1. Das Transformationswissen: Gesellschaftliche Veränderungen sind in ihrer Bedeutung zu erfassen und berufsbildungswissenschaftlich zu reflektieren.

2. Das Subjektwissen: Veränderte psychosoziale-motivationale Lagen und Sozialisationserfahrungen der aktuellen und der nachwachsenden Generation sind zu berücksichtigen.

3. Curriculares Wissen: bei der Curriculumkonstruktion müssen pädagogische Interventionen realisiert werden, die für den Bereich berufsbildungswissenschaftlich legitimiert sind (vgl. Buchmann 2014, 207).

 

Des Weiteren stellt Siebert (1974) die Frage nach der Beteiligung der Lehrenden und Lernenden an curricularer Forschung. Er kritisiert, dass die meisten Curricula an Institutionen konzipiert werden, die isoliert sind von der Unterrichtswirklichkeit (vgl. ebd., 80). Es werden zwar Evaluationen herangezogen, aber die Verwendung der Curricula in der Praxis bliebe unberücksichtigt. Unterrichtsforschung und Curriculumforschung laufen aneinander vorbei (vgl. ebd., 80). Auch Wittneben (2002) bemängelt genau diesen Aspekt für das Berufsfeld der Pflege und Gesundheit (vgl. ebd., 20). Ihrer Meinung nach sind die meisten Curricula nicht auf systematisch erhobenen Daten aus der Berufspraxis begründet (vgl. ebd., 20). Die Pflegedidaktik bezieht sich bislang nur wenig auf die Erkenntnisse der Lehr-Lern- und der Unterrichtsforschung, dies liegt allerdings nach Darmann-Finck und Foth (2014) auch an einer wenig entwickelten empirischen Forschung innerhalb der Pflege (vgl. ebd., 167). Wittneben (2002) kritisiert, dass dadurch Lernfelder fiktiv ersonnen werden und den Vorstellungen von Lehrplankonstrukteuren entspringen (vgl. ebd., 20). Siebert (1974) verurteilt ebenso die Expertokratie von Lehrplankonstrukteuren und sieht als eine Idee zur Lösung dieses Problems, die Delphi Methode. Dabei geben verschiedene Experten unterschiedlicher Bereiche (Praxis und Wissenschaft) in mehreren Runden ihre Urteile ab und aus dem Mittelwert wird ein Konsens gefällt (vgl. ebd., 85). Aber auch bei diesem Vorgehen sieht er durchaus Schwächen, weil es wieder die Experten eines bestimmten Bereiches sind und nicht die breite Masse die eine Entscheidung treffen (vgl. ebd., 83 ff.).

- **AUSZÜGE AUS EINTRÄGEN**:

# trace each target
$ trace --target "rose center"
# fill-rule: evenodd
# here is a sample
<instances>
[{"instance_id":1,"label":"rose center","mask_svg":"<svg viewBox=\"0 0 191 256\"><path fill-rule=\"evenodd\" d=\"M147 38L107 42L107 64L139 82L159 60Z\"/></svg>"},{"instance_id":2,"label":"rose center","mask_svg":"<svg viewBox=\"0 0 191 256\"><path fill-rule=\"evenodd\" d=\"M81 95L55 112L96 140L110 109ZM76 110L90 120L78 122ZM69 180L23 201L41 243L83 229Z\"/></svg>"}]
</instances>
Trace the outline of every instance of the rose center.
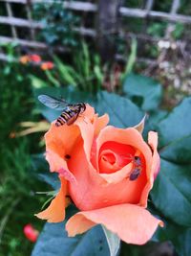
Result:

- **AUFGABEN**:
1 - Beantworten Sie folgende Fragen zum Auszug über Curriculumforschung:
(a) Welcher Wissensbereich verlangt, veränderte Sozialisationserfahrungen der aktuellen und der nachwachsenden Generation zu berücksichtigen?
(b) Worauf führen Darmann-Finck und Foth zurück, dass sich die Pflegedidaktik bislang nur wenig auf die Lehr-Lern- und Unterrichtsforschung bezieht?
(c) Welche Methode nennt Siebert als Idee gegen die Expertokratie von Lehrplankonstrukteuren?
2 - Setzen Sie den Auszug über Curriculumforschung im Anschluss an seinen letzten Satz fort.
Die Einträge sind hierfür ohne Belang.

- **LÖSUNGEN JE AUFGABE**:
1 -
(a) Das Subjektwissen.
(b) Auf eine wenig entwickelte empirische Forschung innerhalb der Pflege.
(c) Die Delphi Methode.

2 -
 

Er fordert als Konsequenz für die Erwachsenenbildung, dass die Lehrenden über das nötige Wissen verfügen Lernzielpräzisierungen, Lernzieleinstufungen und Lernzielkontrollen durchzuführen (vgl. ebd., 87). Dadurch erhofft er sich einen kontinuierlichen Austausch mit den Teilnehmern und den Lehrenden, über Ziele, Bedürfnisse und Interessen und darüber ein einfließen dieser Aspekte in die Curricula (vgl. Siebert 1974, 87).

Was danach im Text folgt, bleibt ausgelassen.